**Work required**
The data must be given again in full, with no line altered.

(Extracted records)
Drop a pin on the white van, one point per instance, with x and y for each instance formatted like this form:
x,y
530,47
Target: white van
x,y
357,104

**Response to this exercise**
Drop a pin on the white van, one point per instance, with x and y for each instance formatted like this form:
x,y
530,47
Target: white van
x,y
357,104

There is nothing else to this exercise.